--- Start of Input for this task ---

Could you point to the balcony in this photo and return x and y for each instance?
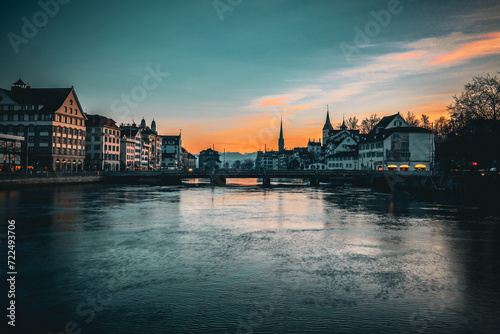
(398, 155)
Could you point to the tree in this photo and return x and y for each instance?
(369, 123)
(352, 123)
(425, 122)
(480, 100)
(441, 127)
(411, 119)
(247, 164)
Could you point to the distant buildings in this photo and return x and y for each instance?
(209, 159)
(394, 145)
(391, 145)
(58, 136)
(143, 144)
(102, 143)
(171, 152)
(52, 122)
(11, 153)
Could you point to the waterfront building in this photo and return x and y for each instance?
(281, 140)
(327, 127)
(127, 152)
(52, 122)
(11, 153)
(147, 146)
(102, 143)
(151, 142)
(171, 151)
(131, 141)
(314, 147)
(188, 160)
(394, 145)
(209, 159)
(341, 151)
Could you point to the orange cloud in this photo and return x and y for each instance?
(489, 44)
(276, 102)
(299, 108)
(409, 55)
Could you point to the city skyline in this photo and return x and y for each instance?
(224, 73)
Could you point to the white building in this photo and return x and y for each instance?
(171, 147)
(394, 145)
(102, 143)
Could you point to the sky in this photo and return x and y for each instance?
(224, 72)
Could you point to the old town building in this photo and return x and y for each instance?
(52, 122)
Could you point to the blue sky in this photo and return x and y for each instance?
(230, 79)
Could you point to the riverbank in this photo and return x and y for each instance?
(26, 180)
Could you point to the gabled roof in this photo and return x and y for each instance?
(383, 123)
(386, 133)
(343, 154)
(99, 120)
(51, 98)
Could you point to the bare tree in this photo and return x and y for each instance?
(441, 127)
(479, 100)
(425, 122)
(411, 119)
(369, 123)
(352, 123)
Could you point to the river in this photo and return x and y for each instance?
(247, 259)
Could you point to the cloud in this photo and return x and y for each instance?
(487, 45)
(274, 102)
(409, 55)
(300, 107)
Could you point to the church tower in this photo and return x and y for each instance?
(343, 126)
(328, 126)
(281, 141)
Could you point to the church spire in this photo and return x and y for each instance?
(327, 127)
(328, 124)
(281, 141)
(343, 126)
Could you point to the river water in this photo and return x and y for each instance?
(247, 259)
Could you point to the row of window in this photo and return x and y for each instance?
(371, 155)
(342, 158)
(370, 146)
(14, 117)
(19, 107)
(33, 129)
(69, 120)
(111, 148)
(68, 141)
(340, 165)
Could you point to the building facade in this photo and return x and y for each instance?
(52, 122)
(394, 145)
(209, 159)
(11, 153)
(171, 152)
(102, 143)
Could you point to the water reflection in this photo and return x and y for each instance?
(281, 259)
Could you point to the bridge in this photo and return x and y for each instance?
(219, 177)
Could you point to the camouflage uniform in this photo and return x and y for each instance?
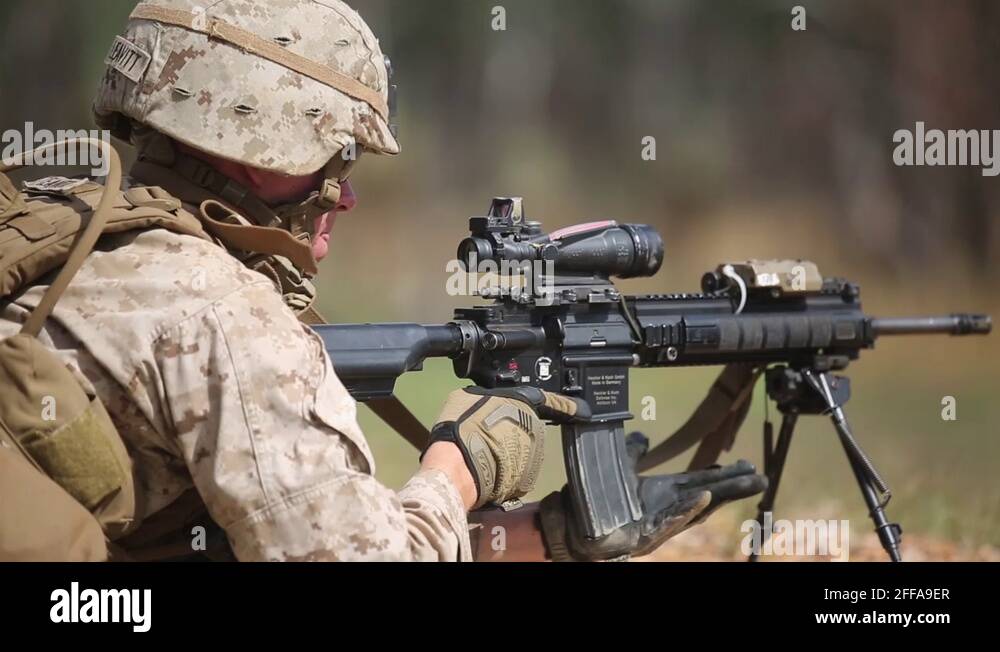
(212, 381)
(206, 372)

--- End of Input for this task ---

- **What you have to do**
Extract the full listing above verbatim; pictures are to be left out of the copy.

- **Finished exercise**
Could you point to the balcony in this photo and return x and y for each instance?
(398, 155)
Could you point to the tree in this photo and return x and y for each instance?
(369, 123)
(352, 123)
(425, 122)
(480, 100)
(441, 127)
(411, 119)
(247, 164)
Could you point to the distant buildings in this photo and return x and y for each instance?
(209, 159)
(394, 145)
(391, 145)
(58, 136)
(143, 144)
(102, 143)
(171, 152)
(52, 122)
(11, 153)
Could you point to the waterfront building in this photo and return x and y for each instance?
(281, 140)
(327, 127)
(127, 152)
(52, 122)
(11, 153)
(147, 146)
(102, 143)
(151, 142)
(171, 151)
(131, 141)
(314, 147)
(188, 160)
(394, 145)
(209, 159)
(341, 151)
Could you point to the orange cloud in this photo and return x and y for each instance?
(489, 44)
(276, 102)
(299, 108)
(409, 55)
Could you point to the city skyline in this photo and return x and y for each instance?
(224, 73)
Could you point to the white building in this photo and return x and y for each instance?
(171, 147)
(394, 145)
(102, 143)
Could you point to the sky in this photo and return x and y for each instance?
(224, 72)
Could you point to the old town building in this photo and return x and y for each instance?
(52, 122)
Could you point to the blue sky in this photo and return x and y for each instance?
(230, 79)
Could you point to the riverbank in this photo and return x and y for each instance?
(26, 180)
Could you point to the gabled roof in this photo and return x and y for each instance?
(383, 123)
(386, 133)
(343, 154)
(99, 120)
(51, 98)
Could you point to the bare tree in this photo and return x and y for each instance?
(441, 127)
(479, 100)
(425, 122)
(411, 119)
(369, 123)
(352, 123)
Could you point to the river in this photo and return x and y for each instance?
(247, 259)
Could you point to the cloud in this photo and return x and y for each instance?
(487, 45)
(274, 102)
(409, 55)
(300, 107)
Could you point to the church tower in this photo and return x and y for each instance?
(343, 126)
(328, 126)
(281, 141)
Could you point to the church spire in this photo and return x and y for each instance?
(327, 127)
(328, 124)
(281, 141)
(343, 126)
Could you point to the river water in this photo and return x and y for each instance?
(247, 259)
Could you point to the row of window in this photo and return x and y for each instance?
(371, 155)
(342, 158)
(370, 146)
(14, 117)
(19, 107)
(33, 129)
(69, 120)
(111, 148)
(68, 141)
(340, 165)
Could you point to the building facade in this photo and return x and y for each instance?
(52, 122)
(394, 145)
(209, 159)
(11, 153)
(171, 152)
(102, 143)
Could you point to the water reflection in this photo and return x and y for each instance?
(281, 259)
Could you point to the bridge in this photo and return x and y for each instance?
(219, 177)
Could you point to the camouflage uniform in this photo and return x and y for each instance?
(212, 381)
(206, 372)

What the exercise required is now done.